- [Stated goal]: Pull out the lines below word for word, leaving the picture out.
======== Extracted material ========
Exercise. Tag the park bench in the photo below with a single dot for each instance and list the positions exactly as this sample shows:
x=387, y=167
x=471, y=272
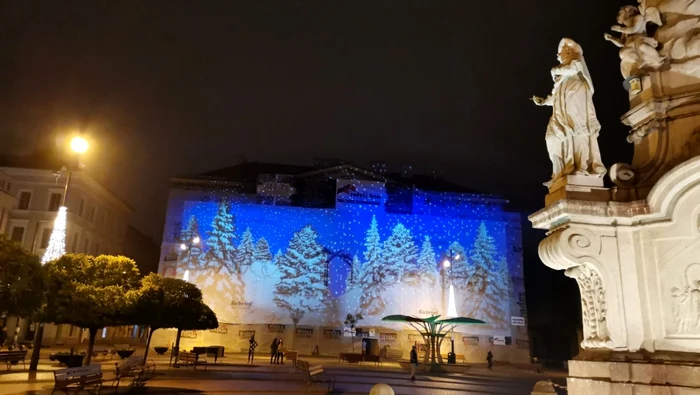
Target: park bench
x=13, y=356
x=135, y=368
x=458, y=357
x=190, y=358
x=78, y=379
x=313, y=375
========
- [Exercise solution]:
Exercise. Tag the park bench in the photo below with a single dot for each instance and list the positions exactly as this sample shows:
x=387, y=167
x=471, y=272
Target: park bench
x=13, y=356
x=135, y=368
x=458, y=357
x=190, y=358
x=78, y=379
x=313, y=375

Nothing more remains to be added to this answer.